____ 抜粋

問14 安全衛生教育に関する次の記述のうち、労働安全衛生法令上、誤っているものはどれか。

(1)事業者は、事業場における安全衛生水準の向上を図るため、危険又は有害な業務に現に就いている者に対し、その従事する業務に関する安全又は衛生のための教育を行うように努めなければならない。

(2)事業者は、機械集材装置の運転の業務に労働者を就かせるときは、当該業務に関する安全又は衛生のための特別の教育を行わなければならない。

(3)事業者は、法令で定められた危険又は有害な業務について安全又は衛生のための特別の教育を行ったときは、当該特別教育の受講者、科目等の記録を作成して、これを3 年間保存しておかなければならない。

(4)ガス業の事業場の事業者は、新たに職務に就くことになった職長その他の作業中の労働者を直接指導又は監督する者(作業主任者を除く。)に対し、「作業方法の決定及び労働者の配置に関すること」等の事項について安全又は衛生のための教育を行わなければならない。

(5)運送業の事業場の事業者は、雇入れ時の安全衛生教育において、教育を行うべき事項のうち、「整理、整頓及び清潔の保持に関すること」については、省略することができる。

正答(5)

【解説】

(1)正しい。安衛法第60条の2により、本肢は正しい。

【労働安全衛生法】

第60条の2 事業者は、前二条に定めるもののほか、その事業場における安全衛生の水準の向上を図るため、危険又は有害な業務に現に就いている者に対し、その従事する業務に関する安全又は衛生のための教育を行うように努めなければならない。

 (略)

(2)正しい。特別教育を必要とする業務は、安衛則第36条に定められているが、その第7号に「機械集材装置(中略)の運転の業務」が定められている。従って本肢は正しい。

【労働安全衛生法】

(安全衛生教育)

第59条 (第1項及び第2項 略)

 事業者は、危険又は有害な業務で、厚生労働省令で定めるものに労働者をつかせるときは、厚生労働省令で定めるところにより、当該業務に関する安全又は衛生のための特別の教育を行なわなければならない。

【労働安全衛生規則】

第36条 法第59条第3項の厚生労働省令で定める危険又は有害な業務は、次のとおりとする。

一~六 (略)

 機械集材装置(集材機、架線、搬器、支柱及びこれらに附属する物により構成され、動力を用いて、原木又は薪炭材(以下「原木等」という。)を巻き上げ、かつ、空中において運搬する設備をいう。以下同じ。)の運転の業務

 (以下略)

(3)正しい。安衛則第38条により、本肢は正しい。

【労働安全衛生規則】

(特別教育の記録の保存)

第38条 事業者は、特別教育を行なつたときは、当該特別教育の受講者、科目等の記録を作成して、これを3年間保存しておかなければならない。

(4)正しい。安衛法第60条は、政令で定める業種の事業者に対して職長等の教育を義務付けており、教育すべき事項としてその第1号で「作業方法の決定及び労働者の配置に関すること」を定める。また、職長を行うべき業種は安衛令第19条に定めているが、その第4号で「ガス業」を定める。

________
____ 課題用データ

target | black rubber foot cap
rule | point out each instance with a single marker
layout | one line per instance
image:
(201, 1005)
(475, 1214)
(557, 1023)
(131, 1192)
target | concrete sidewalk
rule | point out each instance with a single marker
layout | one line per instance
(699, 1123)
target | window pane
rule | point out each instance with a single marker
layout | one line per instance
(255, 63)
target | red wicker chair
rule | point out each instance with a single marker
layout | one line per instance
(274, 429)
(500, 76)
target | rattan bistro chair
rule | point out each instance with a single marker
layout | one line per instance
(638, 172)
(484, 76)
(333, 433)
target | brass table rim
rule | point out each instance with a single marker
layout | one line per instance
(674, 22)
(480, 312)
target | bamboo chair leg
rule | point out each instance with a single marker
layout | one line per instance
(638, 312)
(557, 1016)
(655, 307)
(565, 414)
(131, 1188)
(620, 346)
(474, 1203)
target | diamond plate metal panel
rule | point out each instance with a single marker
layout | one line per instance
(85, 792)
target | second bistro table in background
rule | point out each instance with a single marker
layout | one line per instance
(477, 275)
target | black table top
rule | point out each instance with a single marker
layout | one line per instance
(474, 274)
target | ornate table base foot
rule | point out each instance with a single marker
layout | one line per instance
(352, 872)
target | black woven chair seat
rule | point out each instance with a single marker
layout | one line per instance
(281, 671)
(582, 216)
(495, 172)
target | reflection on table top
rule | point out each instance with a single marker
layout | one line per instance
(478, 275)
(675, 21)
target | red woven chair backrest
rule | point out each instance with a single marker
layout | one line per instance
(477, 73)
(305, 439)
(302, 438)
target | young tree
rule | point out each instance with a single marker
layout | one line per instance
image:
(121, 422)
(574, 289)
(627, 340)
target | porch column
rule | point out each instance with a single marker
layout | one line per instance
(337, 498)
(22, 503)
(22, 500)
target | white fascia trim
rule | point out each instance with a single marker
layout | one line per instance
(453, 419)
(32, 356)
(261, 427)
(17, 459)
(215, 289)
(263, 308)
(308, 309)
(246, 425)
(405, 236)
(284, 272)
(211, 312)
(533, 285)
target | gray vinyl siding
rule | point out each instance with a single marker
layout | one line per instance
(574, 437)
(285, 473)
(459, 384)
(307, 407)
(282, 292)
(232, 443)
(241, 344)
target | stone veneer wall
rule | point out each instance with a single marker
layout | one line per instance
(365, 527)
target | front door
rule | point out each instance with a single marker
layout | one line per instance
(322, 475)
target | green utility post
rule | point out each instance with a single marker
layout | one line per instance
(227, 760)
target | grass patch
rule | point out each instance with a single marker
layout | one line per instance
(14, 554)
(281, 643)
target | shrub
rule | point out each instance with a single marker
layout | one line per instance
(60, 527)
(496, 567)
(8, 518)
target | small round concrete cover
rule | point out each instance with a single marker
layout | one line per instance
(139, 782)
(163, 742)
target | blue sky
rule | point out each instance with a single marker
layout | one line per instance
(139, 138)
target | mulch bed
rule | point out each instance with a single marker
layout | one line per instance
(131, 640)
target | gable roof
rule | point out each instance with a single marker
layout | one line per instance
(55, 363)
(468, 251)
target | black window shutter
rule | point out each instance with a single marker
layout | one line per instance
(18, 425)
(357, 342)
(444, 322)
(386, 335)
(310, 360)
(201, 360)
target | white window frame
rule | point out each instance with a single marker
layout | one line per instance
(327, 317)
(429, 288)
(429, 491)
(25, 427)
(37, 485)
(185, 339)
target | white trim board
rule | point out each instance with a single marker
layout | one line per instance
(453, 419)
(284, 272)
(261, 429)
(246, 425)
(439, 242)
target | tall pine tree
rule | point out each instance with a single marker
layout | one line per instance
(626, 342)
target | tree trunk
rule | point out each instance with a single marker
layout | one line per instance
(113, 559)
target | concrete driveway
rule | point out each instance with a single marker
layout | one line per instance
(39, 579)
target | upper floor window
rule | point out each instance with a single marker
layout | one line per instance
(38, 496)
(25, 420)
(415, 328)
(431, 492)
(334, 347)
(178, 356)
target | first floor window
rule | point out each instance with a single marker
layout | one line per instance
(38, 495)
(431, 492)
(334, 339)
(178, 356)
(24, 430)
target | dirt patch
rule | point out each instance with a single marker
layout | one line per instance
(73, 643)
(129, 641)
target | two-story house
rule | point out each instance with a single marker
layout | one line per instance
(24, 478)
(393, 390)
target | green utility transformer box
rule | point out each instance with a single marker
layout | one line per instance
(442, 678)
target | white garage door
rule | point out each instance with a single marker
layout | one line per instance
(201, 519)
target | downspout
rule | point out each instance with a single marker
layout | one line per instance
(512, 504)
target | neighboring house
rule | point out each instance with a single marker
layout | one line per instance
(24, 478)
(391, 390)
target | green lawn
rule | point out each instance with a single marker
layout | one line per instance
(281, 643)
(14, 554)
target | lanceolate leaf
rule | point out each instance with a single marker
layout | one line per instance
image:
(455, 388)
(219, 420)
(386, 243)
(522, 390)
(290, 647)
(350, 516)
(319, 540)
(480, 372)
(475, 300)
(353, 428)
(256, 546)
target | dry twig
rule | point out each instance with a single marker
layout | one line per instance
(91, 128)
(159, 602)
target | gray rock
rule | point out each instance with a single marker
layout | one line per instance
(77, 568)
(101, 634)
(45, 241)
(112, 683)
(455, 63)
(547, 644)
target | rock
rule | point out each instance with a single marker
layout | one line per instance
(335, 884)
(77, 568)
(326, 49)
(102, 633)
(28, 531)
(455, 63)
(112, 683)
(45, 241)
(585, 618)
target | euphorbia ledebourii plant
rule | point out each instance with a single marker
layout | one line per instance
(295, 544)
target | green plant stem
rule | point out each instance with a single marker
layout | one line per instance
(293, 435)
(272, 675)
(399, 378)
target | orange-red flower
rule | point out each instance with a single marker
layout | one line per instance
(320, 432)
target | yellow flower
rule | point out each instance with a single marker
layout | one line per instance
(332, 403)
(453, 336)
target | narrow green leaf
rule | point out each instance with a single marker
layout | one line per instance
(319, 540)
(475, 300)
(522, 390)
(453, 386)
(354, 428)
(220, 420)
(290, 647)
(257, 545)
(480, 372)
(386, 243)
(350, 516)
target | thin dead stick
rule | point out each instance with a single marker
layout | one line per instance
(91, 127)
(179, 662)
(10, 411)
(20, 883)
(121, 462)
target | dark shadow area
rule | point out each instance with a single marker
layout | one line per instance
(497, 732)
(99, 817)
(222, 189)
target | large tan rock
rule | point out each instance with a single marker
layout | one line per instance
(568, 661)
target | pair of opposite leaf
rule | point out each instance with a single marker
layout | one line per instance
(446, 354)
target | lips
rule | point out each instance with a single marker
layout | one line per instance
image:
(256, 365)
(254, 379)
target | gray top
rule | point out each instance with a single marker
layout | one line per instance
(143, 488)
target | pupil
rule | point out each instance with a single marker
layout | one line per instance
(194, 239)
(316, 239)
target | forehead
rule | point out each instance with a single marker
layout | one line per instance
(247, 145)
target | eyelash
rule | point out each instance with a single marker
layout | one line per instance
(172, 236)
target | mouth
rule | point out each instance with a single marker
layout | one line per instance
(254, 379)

________

→ 演習課題
a – レコードのうち、「target | eyelash」を含む行から書き始め、レコードの最後の行までを含めて、そのまま書き写してもらえますか。
b – 安全衛生教育に関する問題の解説の続きを、示されている最後の文の後から書いてもらえますか。

→ 課題別の結果
a –
target | eyelash
rule | point out each instance with a single marker
layout | one line per instance
(172, 236)
target | mouth
rule | point out each instance with a single marker
layout | one line per instance
(254, 379)

b –
【労働安全衛生法】

(安全衛生教育)

第60条 事業者は、その事業場の業種が政令で定めるものに該当するときは、新たに職務につくこととなった職長その他の作業中の労働者を直接指導又は監督する者(作業主任者を除く。)に対し、次の事項について、厚生労働省令で定めるところにより、安全又は衛生のための教育を行なわなければならない。

 作業方法の決定及び労働者の配置に関すること。

 (以下略)

【労働安全衛生法施行令】

(職長等の教育を行うべき業種)

第19条 法第59条第3項の厚生労働省令で定める危険又は有害な業務は、次のとおりとする。

一~三 (略)

 ガス業

 (以下略)

(5)誤り。雇入れ時等の教育は安衛法第59条によって、すべての事業者に義務付けられており、教育すべき内容は安衛則第35条に定められている。教育すべき内容について、一定の業種の事業者が、一部を省略することができるとする規定はない。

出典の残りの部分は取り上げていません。